> **DATA TO USE**
-- Begin --
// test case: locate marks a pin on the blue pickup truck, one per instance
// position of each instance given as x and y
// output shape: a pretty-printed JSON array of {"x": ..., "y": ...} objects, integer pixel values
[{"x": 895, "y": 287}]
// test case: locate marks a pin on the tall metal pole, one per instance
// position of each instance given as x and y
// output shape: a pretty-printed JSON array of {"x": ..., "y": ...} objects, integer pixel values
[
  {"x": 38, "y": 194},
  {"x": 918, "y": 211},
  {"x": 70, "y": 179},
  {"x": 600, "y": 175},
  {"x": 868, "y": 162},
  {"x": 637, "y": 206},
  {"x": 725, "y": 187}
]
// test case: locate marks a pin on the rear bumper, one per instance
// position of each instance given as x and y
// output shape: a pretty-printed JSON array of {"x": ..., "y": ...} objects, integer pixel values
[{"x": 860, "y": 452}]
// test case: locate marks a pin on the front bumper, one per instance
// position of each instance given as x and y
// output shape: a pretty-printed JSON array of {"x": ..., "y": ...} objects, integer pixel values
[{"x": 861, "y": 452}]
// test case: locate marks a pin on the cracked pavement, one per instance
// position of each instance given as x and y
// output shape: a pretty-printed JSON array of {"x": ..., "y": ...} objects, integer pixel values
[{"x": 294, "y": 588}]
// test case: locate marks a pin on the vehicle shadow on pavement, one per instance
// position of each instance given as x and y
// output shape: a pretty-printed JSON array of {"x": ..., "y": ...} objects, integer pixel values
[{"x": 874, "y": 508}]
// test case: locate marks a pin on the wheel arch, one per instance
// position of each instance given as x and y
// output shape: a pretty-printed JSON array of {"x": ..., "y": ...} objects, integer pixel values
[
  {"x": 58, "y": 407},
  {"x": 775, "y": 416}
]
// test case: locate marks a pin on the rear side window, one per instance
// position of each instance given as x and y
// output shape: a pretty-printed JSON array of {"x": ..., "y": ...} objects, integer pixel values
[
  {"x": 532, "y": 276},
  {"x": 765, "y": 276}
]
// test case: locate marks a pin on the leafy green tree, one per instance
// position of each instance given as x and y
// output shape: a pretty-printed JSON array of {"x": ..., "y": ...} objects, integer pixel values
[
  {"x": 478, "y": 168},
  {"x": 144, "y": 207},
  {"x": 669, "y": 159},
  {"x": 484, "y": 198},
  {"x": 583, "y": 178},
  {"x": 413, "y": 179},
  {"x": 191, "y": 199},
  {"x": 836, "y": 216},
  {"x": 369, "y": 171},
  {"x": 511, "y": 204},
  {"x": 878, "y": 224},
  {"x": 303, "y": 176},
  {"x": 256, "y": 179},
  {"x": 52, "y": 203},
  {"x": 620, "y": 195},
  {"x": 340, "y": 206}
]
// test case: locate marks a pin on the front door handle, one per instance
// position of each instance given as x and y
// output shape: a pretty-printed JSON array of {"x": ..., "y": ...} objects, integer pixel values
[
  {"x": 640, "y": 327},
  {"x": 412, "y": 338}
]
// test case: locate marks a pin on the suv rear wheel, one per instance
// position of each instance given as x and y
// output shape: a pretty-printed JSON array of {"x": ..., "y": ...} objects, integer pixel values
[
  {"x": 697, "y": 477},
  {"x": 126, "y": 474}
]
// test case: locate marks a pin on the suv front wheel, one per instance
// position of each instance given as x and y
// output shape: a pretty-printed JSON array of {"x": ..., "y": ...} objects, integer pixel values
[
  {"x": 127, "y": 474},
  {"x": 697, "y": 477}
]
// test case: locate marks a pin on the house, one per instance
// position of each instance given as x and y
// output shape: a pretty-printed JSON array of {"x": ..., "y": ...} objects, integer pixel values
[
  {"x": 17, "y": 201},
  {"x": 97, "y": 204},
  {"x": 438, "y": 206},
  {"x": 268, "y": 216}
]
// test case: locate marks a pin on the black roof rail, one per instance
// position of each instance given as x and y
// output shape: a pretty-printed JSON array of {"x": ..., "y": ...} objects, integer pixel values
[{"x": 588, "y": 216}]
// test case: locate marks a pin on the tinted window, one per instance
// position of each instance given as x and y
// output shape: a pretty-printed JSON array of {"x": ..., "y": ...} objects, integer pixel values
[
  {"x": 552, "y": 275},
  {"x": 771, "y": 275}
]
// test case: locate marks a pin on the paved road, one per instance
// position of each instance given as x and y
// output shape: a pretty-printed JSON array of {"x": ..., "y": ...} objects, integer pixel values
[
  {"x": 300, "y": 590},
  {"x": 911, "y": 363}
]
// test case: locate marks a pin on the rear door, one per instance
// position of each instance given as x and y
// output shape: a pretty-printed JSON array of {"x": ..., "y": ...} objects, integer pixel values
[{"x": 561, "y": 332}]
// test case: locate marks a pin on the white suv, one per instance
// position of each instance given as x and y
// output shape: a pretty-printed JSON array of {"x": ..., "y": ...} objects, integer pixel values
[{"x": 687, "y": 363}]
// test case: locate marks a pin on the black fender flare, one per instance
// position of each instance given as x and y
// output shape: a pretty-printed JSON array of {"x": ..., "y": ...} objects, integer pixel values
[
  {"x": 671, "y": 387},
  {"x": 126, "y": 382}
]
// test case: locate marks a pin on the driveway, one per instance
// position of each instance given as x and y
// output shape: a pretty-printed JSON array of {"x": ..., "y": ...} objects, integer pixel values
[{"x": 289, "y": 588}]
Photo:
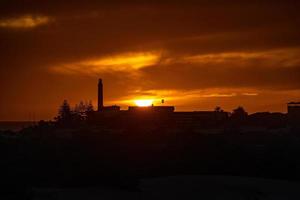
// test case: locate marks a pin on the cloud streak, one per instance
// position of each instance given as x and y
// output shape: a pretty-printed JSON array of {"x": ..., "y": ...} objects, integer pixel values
[{"x": 26, "y": 21}]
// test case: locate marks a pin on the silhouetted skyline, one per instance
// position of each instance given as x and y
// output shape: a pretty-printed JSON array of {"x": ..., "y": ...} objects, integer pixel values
[{"x": 194, "y": 54}]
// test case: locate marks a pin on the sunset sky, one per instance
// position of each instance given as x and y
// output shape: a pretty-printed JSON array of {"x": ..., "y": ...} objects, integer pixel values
[{"x": 195, "y": 55}]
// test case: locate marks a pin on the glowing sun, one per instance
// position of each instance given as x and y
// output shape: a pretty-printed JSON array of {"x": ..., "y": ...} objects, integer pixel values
[{"x": 143, "y": 102}]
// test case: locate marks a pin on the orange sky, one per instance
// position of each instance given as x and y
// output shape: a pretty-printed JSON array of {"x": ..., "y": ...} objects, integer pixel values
[{"x": 194, "y": 54}]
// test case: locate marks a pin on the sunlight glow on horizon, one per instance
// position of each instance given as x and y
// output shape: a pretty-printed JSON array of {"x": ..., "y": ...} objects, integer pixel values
[{"x": 143, "y": 102}]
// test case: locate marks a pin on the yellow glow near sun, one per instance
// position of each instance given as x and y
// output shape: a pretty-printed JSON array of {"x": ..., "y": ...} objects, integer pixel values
[{"x": 143, "y": 102}]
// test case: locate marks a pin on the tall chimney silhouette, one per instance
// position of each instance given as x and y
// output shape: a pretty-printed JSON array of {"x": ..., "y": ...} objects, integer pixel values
[{"x": 100, "y": 95}]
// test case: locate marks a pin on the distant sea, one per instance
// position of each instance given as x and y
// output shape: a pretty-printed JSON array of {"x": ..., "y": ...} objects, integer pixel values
[{"x": 15, "y": 125}]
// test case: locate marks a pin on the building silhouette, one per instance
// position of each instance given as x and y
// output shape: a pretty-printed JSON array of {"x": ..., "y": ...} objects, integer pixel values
[{"x": 156, "y": 115}]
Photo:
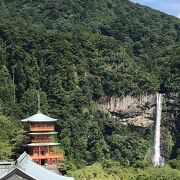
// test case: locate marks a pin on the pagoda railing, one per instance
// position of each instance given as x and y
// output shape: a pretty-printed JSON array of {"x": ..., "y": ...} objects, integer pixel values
[
  {"x": 51, "y": 128},
  {"x": 48, "y": 156},
  {"x": 40, "y": 140}
]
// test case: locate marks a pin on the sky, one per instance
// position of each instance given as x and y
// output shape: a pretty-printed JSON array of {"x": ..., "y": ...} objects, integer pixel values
[{"x": 171, "y": 7}]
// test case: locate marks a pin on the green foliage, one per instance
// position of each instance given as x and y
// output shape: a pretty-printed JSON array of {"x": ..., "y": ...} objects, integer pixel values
[
  {"x": 175, "y": 164},
  {"x": 114, "y": 172},
  {"x": 76, "y": 52},
  {"x": 9, "y": 130}
]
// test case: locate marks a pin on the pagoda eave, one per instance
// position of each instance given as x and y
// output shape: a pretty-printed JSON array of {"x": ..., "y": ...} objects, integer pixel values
[
  {"x": 42, "y": 133},
  {"x": 58, "y": 156}
]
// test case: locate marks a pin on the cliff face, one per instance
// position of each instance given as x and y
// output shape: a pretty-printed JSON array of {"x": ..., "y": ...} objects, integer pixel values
[
  {"x": 141, "y": 111},
  {"x": 137, "y": 111}
]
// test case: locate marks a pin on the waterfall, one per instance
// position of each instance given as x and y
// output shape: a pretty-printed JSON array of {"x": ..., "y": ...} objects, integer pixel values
[{"x": 157, "y": 156}]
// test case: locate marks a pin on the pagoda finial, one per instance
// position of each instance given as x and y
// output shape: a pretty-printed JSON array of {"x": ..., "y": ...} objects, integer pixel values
[{"x": 39, "y": 105}]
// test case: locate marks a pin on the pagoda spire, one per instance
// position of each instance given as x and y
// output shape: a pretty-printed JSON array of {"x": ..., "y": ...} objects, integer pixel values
[{"x": 39, "y": 103}]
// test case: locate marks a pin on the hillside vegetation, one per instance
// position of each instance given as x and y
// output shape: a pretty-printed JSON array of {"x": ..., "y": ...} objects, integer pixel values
[{"x": 74, "y": 52}]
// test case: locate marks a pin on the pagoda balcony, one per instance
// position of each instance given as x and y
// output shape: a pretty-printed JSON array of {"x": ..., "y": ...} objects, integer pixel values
[
  {"x": 51, "y": 155},
  {"x": 41, "y": 140},
  {"x": 48, "y": 128}
]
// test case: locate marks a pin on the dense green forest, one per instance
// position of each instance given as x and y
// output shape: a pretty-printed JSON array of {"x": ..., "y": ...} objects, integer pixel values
[{"x": 75, "y": 52}]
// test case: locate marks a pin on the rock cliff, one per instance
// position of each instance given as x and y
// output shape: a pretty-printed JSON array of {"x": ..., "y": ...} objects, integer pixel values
[{"x": 131, "y": 110}]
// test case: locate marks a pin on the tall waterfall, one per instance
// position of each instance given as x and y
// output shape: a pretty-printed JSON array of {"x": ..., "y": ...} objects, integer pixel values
[{"x": 157, "y": 156}]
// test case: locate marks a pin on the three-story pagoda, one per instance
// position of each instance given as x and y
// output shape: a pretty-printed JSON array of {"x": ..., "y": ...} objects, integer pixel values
[{"x": 41, "y": 147}]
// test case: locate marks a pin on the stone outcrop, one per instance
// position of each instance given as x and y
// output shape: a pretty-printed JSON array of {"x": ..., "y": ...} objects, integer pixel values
[{"x": 130, "y": 110}]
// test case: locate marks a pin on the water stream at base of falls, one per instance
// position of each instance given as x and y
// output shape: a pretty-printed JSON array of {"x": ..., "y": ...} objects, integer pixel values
[{"x": 156, "y": 159}]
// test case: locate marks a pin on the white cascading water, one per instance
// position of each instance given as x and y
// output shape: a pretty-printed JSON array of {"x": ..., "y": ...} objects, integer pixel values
[{"x": 157, "y": 155}]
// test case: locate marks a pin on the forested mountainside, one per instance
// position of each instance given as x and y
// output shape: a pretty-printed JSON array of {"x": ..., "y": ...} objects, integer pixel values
[{"x": 75, "y": 52}]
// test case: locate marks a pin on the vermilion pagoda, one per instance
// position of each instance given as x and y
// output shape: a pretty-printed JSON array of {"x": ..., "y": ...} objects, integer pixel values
[{"x": 41, "y": 148}]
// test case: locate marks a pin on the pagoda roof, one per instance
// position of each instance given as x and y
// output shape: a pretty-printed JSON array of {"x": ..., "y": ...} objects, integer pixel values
[
  {"x": 42, "y": 144},
  {"x": 39, "y": 117},
  {"x": 45, "y": 133},
  {"x": 25, "y": 168}
]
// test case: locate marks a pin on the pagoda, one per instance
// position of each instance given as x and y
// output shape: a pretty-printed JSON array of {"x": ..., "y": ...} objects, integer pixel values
[{"x": 41, "y": 147}]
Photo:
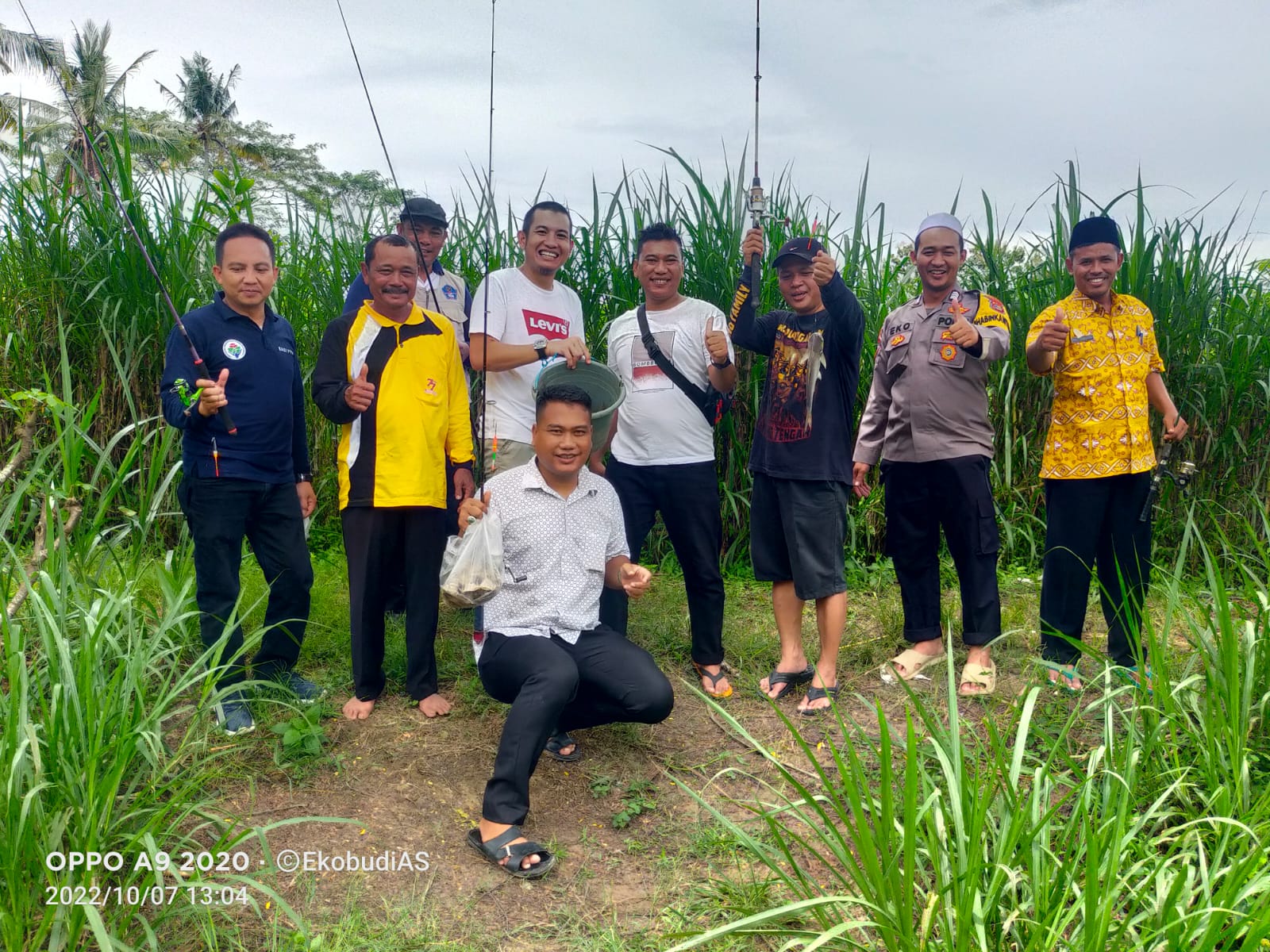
-- End --
> **TASK DESCRIPTION**
Find each of the lines above that contains the string "rear" and copy those lines out in full.

> **FULL RESPONSE**
// test case: locate marks a pin on the rear bumper, one per instance
// test case: locate marks a pin on the rear side window, one per instance
// test case: locate marks a pin on the suv rear wheel, one per instance
// test case: locate marks a pin on the rear door, one per instance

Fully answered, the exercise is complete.